§ Extrait source
*-*-*

Après que le texte a été remanié au Sénat, puis en commission des lois de l’Assemblée nationale et en séance, il va falloir prévoir un tableau à double entrée pour cocher les cases lorsque le projet de loi sera passé par la Commission Mixte paritaire (CMP). Rappelons que celle-ci est composée de 7 députés et 7 sénateurs et examine l’évolution d’un texte lorsque chacune des deux assemblées a légiféré de son côté, et c’est le cas pour le Projet de Loi de Programmation pour la Refondation de Mayotte (PLPRM).
Le Sénat a permis de réviser les investissements nécessaires à la (re)construction de Mayotte à la hausse de 3,2 à 4 milliards d’euros, ce qui reste insuffisant lorsqu’on prend en compte à la fois les réparations post-Chido et les investissements structurels déficients du Département. La Haute assemblée a notamment également renforcé les pouvoirs du préfet sur les services de l’Etat jusqu’en 2030, supprimé l’inconditionnalité du relogement d’urgence pour les habitants des cases informelles construites récemment, ou revu les modalités de scrutin du Projet de loi organique en portant la découpe électorale à 13 circonscriptions au lieu de 5.
A l’Assemblée nationale, les deux bouleversements majeurs du texte portent sur la suppression des titres de séjour territorialisés au 1er janvier 2030, ce qui ne conditionnerait donc plus pour leur titulaire la sortie de Mayotte à l’obtention d’un visa. Une mesure arrachée de haute lutte en commission des lois, et dont la date lointaine s’explique par la volonté des Réunionnais de « vouloir s’organiser », ainsi que l’ont rapporté les députés en séance. Les Mahorais doivent donc faire avec.
Autre évolution, la suppression de l’article 19 portant sur les expropriations pour cause de projet d’intérêt général que sont le port et l’aéroport, a été supprimé.
Deux titulaires mahorais

Les députés ont également validé l’évolution de Longoni vers un Grand Port maritime, et ont obtenu que soit mis en place un comité de suivi de la loi, ou l’augmentation du montant du SMIC net vers les 87,5% du national au 1er janvier 2026. Une évolution qui est loin d’être une victoire, puisque le SMIC net était déjà quasiment au niveau du national il y a quelques années. L’alignement du SMIC brut lui, devra attendre la convergence des droits sociaux en 2031. En réponse à la demande du MEDEF Mayotte – et qui entre dans la négociation pour la convergence des droits – le Crédit d’impôt Compétitivité Emploi (CICE) est encore prolongé jusqu’au 31 décembre 2027. La protection universelle maladie (PUMA) sera également applicable à Mayotte.

*-*-*

§ Entrées de données
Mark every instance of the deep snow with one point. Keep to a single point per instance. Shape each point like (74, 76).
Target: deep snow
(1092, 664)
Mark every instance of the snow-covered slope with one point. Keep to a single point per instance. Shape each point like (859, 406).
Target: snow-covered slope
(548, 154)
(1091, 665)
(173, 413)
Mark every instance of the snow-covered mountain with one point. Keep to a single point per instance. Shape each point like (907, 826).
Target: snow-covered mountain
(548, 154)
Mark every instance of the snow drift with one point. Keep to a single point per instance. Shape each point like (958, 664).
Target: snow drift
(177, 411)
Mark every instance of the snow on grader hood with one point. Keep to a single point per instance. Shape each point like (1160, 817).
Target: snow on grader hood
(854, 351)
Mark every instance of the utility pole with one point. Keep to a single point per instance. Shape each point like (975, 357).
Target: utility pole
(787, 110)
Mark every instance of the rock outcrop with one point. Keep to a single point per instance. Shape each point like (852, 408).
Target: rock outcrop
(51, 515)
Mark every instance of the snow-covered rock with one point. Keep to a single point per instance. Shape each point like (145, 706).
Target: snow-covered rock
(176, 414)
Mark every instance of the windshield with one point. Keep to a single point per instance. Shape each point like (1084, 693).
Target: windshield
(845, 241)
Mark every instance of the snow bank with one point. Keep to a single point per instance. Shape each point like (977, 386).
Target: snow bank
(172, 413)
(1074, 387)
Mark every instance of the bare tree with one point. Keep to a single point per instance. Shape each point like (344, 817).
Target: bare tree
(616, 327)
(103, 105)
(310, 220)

*-*-*

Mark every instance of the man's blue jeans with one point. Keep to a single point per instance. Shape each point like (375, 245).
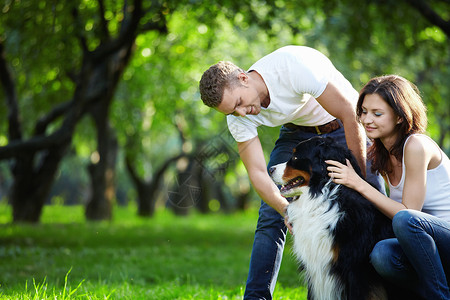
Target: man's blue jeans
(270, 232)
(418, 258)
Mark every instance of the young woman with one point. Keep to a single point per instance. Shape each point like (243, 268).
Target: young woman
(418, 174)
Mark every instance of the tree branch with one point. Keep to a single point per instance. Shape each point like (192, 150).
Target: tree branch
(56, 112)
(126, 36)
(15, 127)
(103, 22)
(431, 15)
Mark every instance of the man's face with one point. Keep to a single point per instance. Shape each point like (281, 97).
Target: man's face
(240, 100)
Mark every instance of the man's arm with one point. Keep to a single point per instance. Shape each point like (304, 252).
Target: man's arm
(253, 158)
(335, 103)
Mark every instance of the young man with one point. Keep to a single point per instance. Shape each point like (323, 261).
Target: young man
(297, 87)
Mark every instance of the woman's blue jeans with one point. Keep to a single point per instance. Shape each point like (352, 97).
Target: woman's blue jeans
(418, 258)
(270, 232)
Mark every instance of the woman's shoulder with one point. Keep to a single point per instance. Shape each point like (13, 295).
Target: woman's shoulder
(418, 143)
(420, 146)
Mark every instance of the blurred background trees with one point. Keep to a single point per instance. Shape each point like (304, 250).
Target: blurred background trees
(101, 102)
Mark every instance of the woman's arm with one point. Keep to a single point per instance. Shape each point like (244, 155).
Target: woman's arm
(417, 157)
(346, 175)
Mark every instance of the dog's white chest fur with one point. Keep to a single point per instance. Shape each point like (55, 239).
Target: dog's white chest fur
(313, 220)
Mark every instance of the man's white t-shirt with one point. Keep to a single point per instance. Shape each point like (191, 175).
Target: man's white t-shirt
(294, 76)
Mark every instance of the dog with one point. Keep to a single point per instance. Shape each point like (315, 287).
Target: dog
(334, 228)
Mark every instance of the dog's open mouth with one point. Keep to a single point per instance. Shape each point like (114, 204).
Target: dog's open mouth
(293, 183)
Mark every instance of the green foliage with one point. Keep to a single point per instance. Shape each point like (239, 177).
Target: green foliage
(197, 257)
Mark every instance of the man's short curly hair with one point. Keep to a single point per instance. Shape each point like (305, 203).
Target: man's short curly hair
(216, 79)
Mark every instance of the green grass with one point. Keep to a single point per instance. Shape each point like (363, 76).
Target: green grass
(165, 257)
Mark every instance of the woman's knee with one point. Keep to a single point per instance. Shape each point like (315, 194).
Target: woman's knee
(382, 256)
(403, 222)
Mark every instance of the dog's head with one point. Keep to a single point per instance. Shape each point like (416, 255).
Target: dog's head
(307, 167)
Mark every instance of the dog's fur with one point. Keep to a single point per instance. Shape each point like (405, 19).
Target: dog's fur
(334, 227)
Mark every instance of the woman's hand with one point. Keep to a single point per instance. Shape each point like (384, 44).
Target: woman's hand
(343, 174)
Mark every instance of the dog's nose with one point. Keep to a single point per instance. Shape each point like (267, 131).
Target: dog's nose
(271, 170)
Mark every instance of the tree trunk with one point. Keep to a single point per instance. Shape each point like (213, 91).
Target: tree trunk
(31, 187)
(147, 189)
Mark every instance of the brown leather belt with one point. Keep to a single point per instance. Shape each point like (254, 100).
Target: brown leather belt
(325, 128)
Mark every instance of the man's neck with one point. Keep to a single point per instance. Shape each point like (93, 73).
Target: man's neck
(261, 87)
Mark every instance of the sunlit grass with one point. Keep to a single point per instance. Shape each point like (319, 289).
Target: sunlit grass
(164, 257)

*-*-*

§ Consigne
D'après l'extrait, combien de députés et de sénateurs composent la Commission mixte paritaire ? Les entrées n'ont aucun rapport avec l'extrait.

§ Solution détaillée
Elle compte 7 députés et 7 sénateurs.